- Objectives
a: In the JFK assassination text, how many people did Tom Brokaw interview for the special two-hour program?
b: Please copy the records word for word, starting at the line that contains "Target: portuguese flag" and ending with the final line of the records, and copy nothing else.

- Text block
══════

More than a half century later, those haunting words and images from Dallas continue to fascinate Americans like no other tragedy in our country’s history, more than even other dark days like Pearl Harbor or 9/11, when thousands of people died instead of just one man.
So why is it that people (many of whom weren’t even alive in 1963) still care so passionately about the JFK assassination? I’m a journalist and a mystery writer, and I’ve always believed it’s because the assassination of John F. Kennedy is the greatest mystery story–the biggest crime whodunit–of all time.
I was an editor at NBC News and helped plan the network’s 50th anniversary coverage this past November. At meeting after meeting, I was the only person in the room old enough to actually remember the events of that terrible day in Dallas. And yet I discovered that all of the young people in these meetings were as fascinated with the JFK story as I was. I thought I’d have to convince them why we should do major news coverage of the 50th anniversary. Instead, they wanted more coverage than I could have ever anticipated.
So did our TV viewers and readers of the website. NBCNews.com produced an immensely popular interactive graphic which allowed people on the website to explore videos of both the assassination and the life and times of JFK and his presidency. We also did a special two-hour program in which Tom Brokaw interviewed 50 different people about the JFK assassination, including Clinton and Tom Hanks as well as everyday people, who talked about how history was irrevocably changed by those six seconds of gunfire in Dallas. And we produced a five-part investigative series spelling out the various conspiracy theories put forward over the years to try to answer the question: Who really killed JFK?

══════

- Exercise data
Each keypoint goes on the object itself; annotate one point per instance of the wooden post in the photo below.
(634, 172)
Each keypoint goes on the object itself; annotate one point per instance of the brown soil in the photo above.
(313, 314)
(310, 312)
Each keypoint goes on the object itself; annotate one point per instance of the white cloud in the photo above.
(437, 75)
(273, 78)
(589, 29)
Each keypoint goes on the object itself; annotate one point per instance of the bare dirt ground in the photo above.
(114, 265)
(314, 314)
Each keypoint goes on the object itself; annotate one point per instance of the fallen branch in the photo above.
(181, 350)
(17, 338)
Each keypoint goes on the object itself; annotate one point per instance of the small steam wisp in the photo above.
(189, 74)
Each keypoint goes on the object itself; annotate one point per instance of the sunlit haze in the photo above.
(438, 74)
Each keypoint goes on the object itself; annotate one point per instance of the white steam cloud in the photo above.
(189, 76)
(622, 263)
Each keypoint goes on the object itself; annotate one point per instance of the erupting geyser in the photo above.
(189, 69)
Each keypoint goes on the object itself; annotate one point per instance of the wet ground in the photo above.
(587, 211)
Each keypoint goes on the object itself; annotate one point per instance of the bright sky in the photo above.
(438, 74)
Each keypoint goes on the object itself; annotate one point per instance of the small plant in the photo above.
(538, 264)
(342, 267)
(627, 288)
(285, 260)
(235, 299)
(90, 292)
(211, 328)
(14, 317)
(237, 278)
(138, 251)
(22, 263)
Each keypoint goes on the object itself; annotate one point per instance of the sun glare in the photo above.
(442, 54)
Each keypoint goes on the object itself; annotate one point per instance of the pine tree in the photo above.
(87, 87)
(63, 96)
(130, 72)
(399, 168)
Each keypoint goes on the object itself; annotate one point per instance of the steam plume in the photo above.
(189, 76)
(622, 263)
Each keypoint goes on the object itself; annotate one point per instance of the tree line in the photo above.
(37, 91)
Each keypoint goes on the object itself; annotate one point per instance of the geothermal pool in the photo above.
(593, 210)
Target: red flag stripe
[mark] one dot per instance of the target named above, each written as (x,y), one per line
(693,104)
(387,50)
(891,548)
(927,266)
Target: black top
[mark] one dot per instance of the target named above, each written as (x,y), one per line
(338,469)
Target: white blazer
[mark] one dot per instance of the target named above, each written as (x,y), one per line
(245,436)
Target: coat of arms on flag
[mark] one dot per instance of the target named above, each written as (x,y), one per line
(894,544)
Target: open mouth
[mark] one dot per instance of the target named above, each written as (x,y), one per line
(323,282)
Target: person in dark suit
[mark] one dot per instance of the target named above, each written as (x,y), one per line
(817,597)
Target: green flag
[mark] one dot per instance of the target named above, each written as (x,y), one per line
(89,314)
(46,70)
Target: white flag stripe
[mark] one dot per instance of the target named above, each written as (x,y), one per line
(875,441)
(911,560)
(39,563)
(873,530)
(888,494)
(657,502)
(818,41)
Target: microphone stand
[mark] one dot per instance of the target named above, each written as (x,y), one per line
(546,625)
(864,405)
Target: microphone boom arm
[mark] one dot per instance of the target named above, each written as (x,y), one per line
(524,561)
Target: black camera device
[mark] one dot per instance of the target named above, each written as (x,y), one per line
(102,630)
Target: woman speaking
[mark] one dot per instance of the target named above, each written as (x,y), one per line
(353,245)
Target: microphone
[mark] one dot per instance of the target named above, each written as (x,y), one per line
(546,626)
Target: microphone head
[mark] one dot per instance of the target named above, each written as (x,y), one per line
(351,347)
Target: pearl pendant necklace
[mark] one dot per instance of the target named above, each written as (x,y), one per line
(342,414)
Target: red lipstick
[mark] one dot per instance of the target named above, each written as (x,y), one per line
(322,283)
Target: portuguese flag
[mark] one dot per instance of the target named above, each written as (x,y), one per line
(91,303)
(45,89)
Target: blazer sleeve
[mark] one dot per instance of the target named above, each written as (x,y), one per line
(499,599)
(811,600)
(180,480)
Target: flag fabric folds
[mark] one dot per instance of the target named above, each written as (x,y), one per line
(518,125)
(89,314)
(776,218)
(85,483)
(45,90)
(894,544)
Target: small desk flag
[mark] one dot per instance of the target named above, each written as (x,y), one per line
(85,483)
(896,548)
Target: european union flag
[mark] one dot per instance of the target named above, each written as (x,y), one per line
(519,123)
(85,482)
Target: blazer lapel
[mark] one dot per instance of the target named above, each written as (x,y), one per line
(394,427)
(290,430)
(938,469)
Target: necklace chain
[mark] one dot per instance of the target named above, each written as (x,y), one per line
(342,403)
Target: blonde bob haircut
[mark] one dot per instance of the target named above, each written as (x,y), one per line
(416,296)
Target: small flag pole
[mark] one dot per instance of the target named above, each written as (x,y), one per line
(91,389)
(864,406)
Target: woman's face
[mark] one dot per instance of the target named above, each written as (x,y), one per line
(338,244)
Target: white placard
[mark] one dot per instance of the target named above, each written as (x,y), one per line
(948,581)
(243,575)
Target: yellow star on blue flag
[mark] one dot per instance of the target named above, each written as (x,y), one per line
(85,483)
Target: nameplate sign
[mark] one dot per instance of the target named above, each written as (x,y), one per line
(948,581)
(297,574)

══════

- Exercise responses
a: 50 people

b:
Target: portuguese flag
[mark] one dot per instance of the target named above, each written as (x,y), one per line
(91,303)
(45,89)
Target: blazer sleeve
[mark] one dot per instance of the target named above, each written as (x,y), one per line
(499,599)
(811,600)
(180,480)
Target: flag fabric folds
[mark] one dot per instance of the target named above, each written as (x,y), one per line
(518,125)
(89,314)
(776,218)
(85,483)
(45,90)
(894,544)
Target: small desk flag
[mark] one dot per instance of the target named above, each written as (x,y), one per line
(85,483)
(896,548)
Target: european union flag
[mark] one dot per instance of the target named above, each written as (x,y), one per line
(519,123)
(85,482)
Target: blazer lapel
[mark] one dot per instance of the target named above, each written as (x,y), one per line
(394,427)
(290,430)
(938,469)
Target: necklace chain
[mark] one dot per instance of the target named above, each written as (x,y), one per line
(342,403)
Target: blonde bob haircut
[mark] one dot per instance of the target named above, each written as (x,y), one per line
(416,296)
Target: small flag pole
[mark] one dot per instance of the target named above, each written as (x,y), one per line
(91,389)
(864,406)
Target: woman's face
[mark] one dot per instance of the target named above, each written as (x,y), one per line
(338,244)
Target: white placard
[mark] one dot per instance of the target named above, each written as (x,y), one per line
(948,581)
(243,575)
Target: yellow star on blue flag
[mark] one dot per instance of the target named above, each written as (x,y), one per line
(85,483)
Target: nameplate sign
[mark] one dot per instance of the target named above, each written as (x,y), one per line
(948,581)
(297,574)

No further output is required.